Thinking About Why She is Asking

  1. Pay attention to her tone of voice and body language. Consider why she is asking. If you have an idea about how she feels, it will help you have a more productive conversation with her. We communicate mainly through our tone of voice and body language, so try to understand what is going on using these signals.[1]
    • If she is raising her eyebrows, she might be uncomfortable. This might mean that she does not want you to like her. [2]
    • If she is mirroring your body language, then you are probably connecting. Perhaps she hopes that you like her back or she feels connected to you and wants you to know that she doesn’t want the same thing. [3]
    • If she is making lots of eye contact, this shows interest. But it could go both ways, she could be interested in knowing how you feel because you are close and she doesn’t want to hurt you, or because she likes you. [4]
    • A group of gestures together shows that she feels connected to you. For example, if she is smiling, she has her head titled to the side, and she is holding or touching her face at the same time, this could mean that she does like you. However, always believe what she says over any of the signals you get. [5]
    • Crossed legs and arms may mean that she is trying to stay closed off to you. This might mean that she is anxious or resistant to your feelings. [6]
  2. Do not assume too much. Once you have considered how she feels and evaluated her body language, you do not have to over think her feelings for you. The truth is that you do not know for sure how she feels. And you will not know until you have asked her straight out how she feels. And believe what she says over the other signals you feel like you may be getting.
==========
ACTION ITEM A: Translate this sentence from the passage on reading body language into Spanish: "If she is making lots of eye contact, this shows interest."
ACTION ITEM B: According to the passage on reading body language, through what do we mainly communicate?

DATA EXTRACT:
==========
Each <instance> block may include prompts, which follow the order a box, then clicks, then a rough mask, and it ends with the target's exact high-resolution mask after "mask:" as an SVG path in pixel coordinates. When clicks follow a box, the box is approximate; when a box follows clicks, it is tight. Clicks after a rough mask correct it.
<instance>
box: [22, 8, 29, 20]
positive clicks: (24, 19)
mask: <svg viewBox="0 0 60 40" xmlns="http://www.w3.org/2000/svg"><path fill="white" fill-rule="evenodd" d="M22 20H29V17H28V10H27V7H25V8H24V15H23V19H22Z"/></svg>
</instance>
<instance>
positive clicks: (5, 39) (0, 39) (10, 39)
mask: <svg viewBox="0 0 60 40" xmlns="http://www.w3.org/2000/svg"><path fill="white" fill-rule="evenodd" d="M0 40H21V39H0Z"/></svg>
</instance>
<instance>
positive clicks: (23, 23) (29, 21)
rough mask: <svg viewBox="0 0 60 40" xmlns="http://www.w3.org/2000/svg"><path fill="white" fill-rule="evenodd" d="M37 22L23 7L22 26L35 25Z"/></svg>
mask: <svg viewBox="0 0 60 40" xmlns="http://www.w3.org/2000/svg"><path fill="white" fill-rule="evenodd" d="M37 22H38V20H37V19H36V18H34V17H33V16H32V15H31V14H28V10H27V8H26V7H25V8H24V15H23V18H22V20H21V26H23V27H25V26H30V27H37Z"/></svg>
==========
TASK SOLUTION A: Si ella hace mucho contacto visual, esto muestra interés.

TASK SOLUTION B: Through our tone of voice and body language.